The problem
Although the records contain pictures, only their text should be repeated, exactly as it stands.

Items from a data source
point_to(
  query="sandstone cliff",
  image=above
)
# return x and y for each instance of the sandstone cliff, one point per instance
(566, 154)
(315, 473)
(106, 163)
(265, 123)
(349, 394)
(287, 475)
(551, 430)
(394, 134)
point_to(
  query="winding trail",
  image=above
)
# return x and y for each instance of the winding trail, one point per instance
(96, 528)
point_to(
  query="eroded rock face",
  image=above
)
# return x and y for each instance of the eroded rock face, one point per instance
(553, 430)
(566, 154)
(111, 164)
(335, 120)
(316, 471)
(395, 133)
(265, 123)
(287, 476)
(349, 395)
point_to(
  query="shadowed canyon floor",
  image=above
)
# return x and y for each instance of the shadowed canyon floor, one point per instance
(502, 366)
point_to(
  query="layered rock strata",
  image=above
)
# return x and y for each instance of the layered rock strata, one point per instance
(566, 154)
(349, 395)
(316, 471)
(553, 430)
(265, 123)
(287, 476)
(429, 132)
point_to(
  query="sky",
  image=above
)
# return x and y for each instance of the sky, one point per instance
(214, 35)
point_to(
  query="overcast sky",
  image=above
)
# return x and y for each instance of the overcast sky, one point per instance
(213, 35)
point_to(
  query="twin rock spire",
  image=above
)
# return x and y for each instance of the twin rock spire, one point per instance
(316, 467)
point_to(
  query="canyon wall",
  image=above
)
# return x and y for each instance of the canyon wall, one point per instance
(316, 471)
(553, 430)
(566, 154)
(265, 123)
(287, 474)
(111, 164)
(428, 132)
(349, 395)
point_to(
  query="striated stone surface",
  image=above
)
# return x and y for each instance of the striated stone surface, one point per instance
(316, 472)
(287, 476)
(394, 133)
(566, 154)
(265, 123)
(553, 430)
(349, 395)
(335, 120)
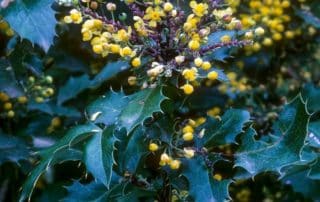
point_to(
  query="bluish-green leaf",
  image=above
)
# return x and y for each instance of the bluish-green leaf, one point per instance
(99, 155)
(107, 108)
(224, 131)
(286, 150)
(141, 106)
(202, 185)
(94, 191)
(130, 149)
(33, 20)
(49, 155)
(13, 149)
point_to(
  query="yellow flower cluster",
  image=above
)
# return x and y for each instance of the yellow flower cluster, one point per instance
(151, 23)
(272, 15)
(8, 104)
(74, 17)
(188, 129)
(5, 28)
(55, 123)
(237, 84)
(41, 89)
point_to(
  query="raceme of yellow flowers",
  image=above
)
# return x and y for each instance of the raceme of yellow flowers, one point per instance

Completed exercise
point_to(
  query="sandstone cliff",
  image=above
)
# return x and y for each instance of the sandstone cliff, one point per instance
(566, 154)
(315, 473)
(106, 163)
(265, 123)
(349, 394)
(287, 475)
(551, 430)
(394, 134)
point_to(
  query="winding trail",
  image=above
)
# return x and y for each instance of the winding trail, one point per instance
(96, 528)
point_to(
  query="eroded rock face",
  image=above
)
# return x and y for each instance of the eroded rock face, one point per instance
(553, 430)
(566, 154)
(111, 164)
(335, 120)
(316, 471)
(395, 133)
(265, 123)
(287, 476)
(349, 395)
point_to(
  query="shadowed canyon floor",
  image=above
)
# return x and y for each instance of the shadowed canyon floor, one point per instance
(502, 366)
point_to(
  query="layered rock strata",
  image=above
)
# return x and y for each instance of the layered rock strata, one point per instance
(566, 154)
(349, 395)
(316, 471)
(553, 430)
(265, 123)
(287, 476)
(429, 132)
point_to(
  query="sky",
  image=above
)
# return x and y for each instance of the sky, one point per instance
(214, 35)
point_to(
  query="overcast sky",
  image=above
)
# return x and y for each instance of the overcast sky, one point per instance
(213, 35)
point_to(
  query="twin rock spire",
  image=above
)
# return x and y for each instance of the twin rock spire, one point per instance
(316, 467)
point_to(
  query="canyon wall",
  image=above
)
# return x and y for each instance of the canyon wall, one point per instance
(316, 471)
(553, 430)
(566, 154)
(265, 123)
(287, 474)
(111, 164)
(428, 132)
(349, 395)
point_to(
  query="striated stone surface",
  image=above
)
# return x and y for each instance of the striated stone surface, one point per instance
(316, 472)
(287, 476)
(394, 133)
(566, 154)
(265, 123)
(553, 430)
(349, 395)
(335, 120)
point_to(
  query="bluish-green leaf",
  image=above
)
# return x and y for each instance of the bluish-green leaf, one point per instance
(99, 155)
(107, 108)
(224, 131)
(286, 150)
(141, 106)
(202, 185)
(94, 191)
(130, 149)
(33, 20)
(49, 155)
(13, 149)
point_to(
  query="yellow flower cluster",
  image=above
)
# return x and y for each instance of the yellow flower cluster, one point per instance
(151, 23)
(272, 15)
(8, 104)
(74, 17)
(188, 129)
(5, 28)
(55, 123)
(237, 84)
(41, 89)
point_to(
  query="raceme of yellow flowers",
  image=above
)
# return x and y for each instance of the raceme of yellow flowers, one point per instance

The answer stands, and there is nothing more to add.